-- Text excerpt --
Lawmakers said the deal promises to reshape the Rock’s relationship with both Spain and the European Union, while carefully sidestepping the age-old elephant in the room: sovereignty.

The agreement, struck between the UK, Spain, and EU officials, outlines a new cross-border regime designed to ease the lives of thousands of people, smooth the flow of goods, and gradually erase the last hard land border in continental Europe.

Here’s everything you need to know.

An agreement for the future relationship between the EU and the UK in relation to Gibraltar is now a reality.

It is a historic agreement. pic.twitter.com/vN9tzDpe4r

— Fabian Picardo (@FabianPicardo) June 11, 2025

The frontier falls

Central to the agreement is the quiet dismantling of the border fence that has for decades sliced Gibraltar from La Linea de la Concepcion, a symbol of sovereignty disputes and decades of diplomatic friction.

-- Written task --
Extend the article on the Gibraltar border agreement from its final sentence, carrying on in the same news style. The records that come next play no part here.

-- Material --

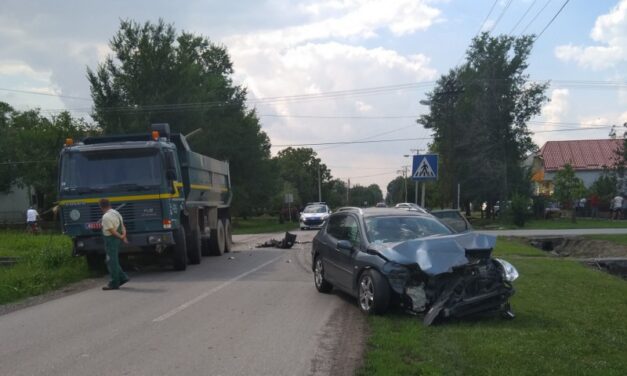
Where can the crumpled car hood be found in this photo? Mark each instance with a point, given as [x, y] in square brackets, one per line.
[314, 215]
[436, 255]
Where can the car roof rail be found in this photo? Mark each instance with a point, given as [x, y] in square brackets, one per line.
[350, 208]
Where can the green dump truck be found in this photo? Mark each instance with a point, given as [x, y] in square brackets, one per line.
[174, 202]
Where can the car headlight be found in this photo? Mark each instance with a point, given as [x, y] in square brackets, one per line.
[510, 274]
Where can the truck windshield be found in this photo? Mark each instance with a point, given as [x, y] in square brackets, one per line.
[111, 170]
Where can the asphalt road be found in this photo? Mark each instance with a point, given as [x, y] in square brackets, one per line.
[256, 314]
[562, 232]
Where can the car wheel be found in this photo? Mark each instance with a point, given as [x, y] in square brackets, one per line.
[374, 293]
[322, 285]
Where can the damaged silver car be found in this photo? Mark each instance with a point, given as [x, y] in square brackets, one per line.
[411, 259]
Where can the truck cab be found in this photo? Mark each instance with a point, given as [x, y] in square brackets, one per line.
[173, 201]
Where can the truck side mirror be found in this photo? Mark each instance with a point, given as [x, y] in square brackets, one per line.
[170, 165]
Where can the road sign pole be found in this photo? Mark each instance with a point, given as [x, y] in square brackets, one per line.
[416, 191]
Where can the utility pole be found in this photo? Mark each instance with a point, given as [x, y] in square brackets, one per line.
[319, 186]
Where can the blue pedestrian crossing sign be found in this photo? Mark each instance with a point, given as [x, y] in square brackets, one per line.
[425, 167]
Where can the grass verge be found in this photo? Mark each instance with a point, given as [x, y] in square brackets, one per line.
[570, 321]
[617, 239]
[550, 224]
[45, 263]
[259, 225]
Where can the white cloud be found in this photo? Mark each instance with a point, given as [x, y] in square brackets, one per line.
[610, 33]
[358, 19]
[557, 106]
[18, 68]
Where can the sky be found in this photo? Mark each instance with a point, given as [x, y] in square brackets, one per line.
[338, 70]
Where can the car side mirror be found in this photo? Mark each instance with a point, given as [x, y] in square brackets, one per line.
[170, 174]
[345, 245]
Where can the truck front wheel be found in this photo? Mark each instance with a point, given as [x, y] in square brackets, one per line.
[216, 242]
[194, 247]
[228, 236]
[179, 256]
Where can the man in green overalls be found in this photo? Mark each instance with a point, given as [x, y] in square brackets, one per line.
[114, 234]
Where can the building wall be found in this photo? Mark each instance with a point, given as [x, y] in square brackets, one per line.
[588, 177]
[13, 205]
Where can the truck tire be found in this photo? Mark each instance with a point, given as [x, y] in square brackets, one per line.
[194, 247]
[179, 254]
[216, 242]
[95, 262]
[228, 237]
[205, 246]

-- Answer to this exercise --
‘With this agreement, the Fence – the last wall in continental Europe – will disappear,’
declared Spanish Foreign Minister Jose Manuel Albares, as he stood in Brussels, visibly buoyed.

In its place: Gibraltar’s integration into the Schengen area. That means no more passport checks at the land border and frictionless movement for the estimated 15,000 cross-border workers who commute daily between the Rock and southern Spain.

Spanish officers in Gibraltar: A historic first

In what may prove the most controversial aspect of the deal, Spanish border agents will now carry out Schengen entry and exit checks at Gibraltar’s port and airport.

Previously, the UK and Gibraltar had resisted any such move, arguing it infringed on sovereignty. But Wednesday’s announcement confirmed that Spanish police – not Frontex, as initially proposed – will be the ones scanning passports.

To calm British nerves, officials stressed that the agents will act not as extensions of the Spanish state, but as technical enforcers of Schengen rules, similar to how French officials operate inside London’s St. Pancras station.

Still, the optics are stark: Spanish uniformed presence on the Rock for the first time in generations.

What about sovereignty?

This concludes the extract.